* Source extract *
In essence, she's a six-foot-six blonde Kate Bishop Hawkeye. With a dose of Optimus Prime tossed in for flavor.
She once jumped out of a C-5 Galaxy transport while in mid-flight without a parachute to land on an abyssal cruiser because "it was the fastest way to deploy to the AO". (and because it was hella awesome, she'd admit in private later.)
Fordy may be a no-nonsense commander of people, planes, and ships, and a model of Kanmusu-Military interactions? But deep down inside, she's still a giant Dork.
While it's only one carrier so far (in game), I'm kind of sad she doesn't use a ridiculous looking AR-47 thing. Saratoga has a big period machine gun that is also a flight deck, so I'd expect other carriers to kind of follow in that way.
While it's only one carrier so far (in game), I'm kind of sad she doesn't use a ridiculous looking AR-47 thing. Saratoga has a big period machine gun that is also a flight deck, so I'd expect other carriers to kind of follow in that way.

[Items from a dataset listing]
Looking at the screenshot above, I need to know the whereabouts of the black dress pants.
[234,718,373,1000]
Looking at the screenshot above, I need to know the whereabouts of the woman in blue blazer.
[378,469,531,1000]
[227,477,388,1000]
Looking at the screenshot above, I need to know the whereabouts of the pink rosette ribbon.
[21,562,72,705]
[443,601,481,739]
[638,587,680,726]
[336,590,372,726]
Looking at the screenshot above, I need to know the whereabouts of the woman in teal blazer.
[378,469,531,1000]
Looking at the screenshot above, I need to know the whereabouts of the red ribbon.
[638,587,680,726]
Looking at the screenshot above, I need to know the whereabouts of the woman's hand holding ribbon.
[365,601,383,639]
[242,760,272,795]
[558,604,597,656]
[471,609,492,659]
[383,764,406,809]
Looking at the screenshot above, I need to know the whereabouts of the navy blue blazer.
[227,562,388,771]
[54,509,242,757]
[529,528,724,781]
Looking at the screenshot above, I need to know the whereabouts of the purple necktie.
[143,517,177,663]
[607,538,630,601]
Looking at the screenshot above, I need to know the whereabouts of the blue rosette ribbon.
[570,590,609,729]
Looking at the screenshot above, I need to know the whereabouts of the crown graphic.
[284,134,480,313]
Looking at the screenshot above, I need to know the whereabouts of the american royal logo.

* Problem to solve *
Write out the character description verbatim, from "In essence, she's" to "in private later.)". Draw only on the character description.

* In response *
In essence, she's a six-foot-six blonde Kate Bishop Hawkeye. With a dose of Optimus Prime tossed in for flavor.
She once jumped out of a C-5 Galaxy transport while in mid-flight without a parachute to land on an abyssal cruiser because "it was the fastest way to deploy to the AO". (and because it was hella awesome, she'd admit in private later.)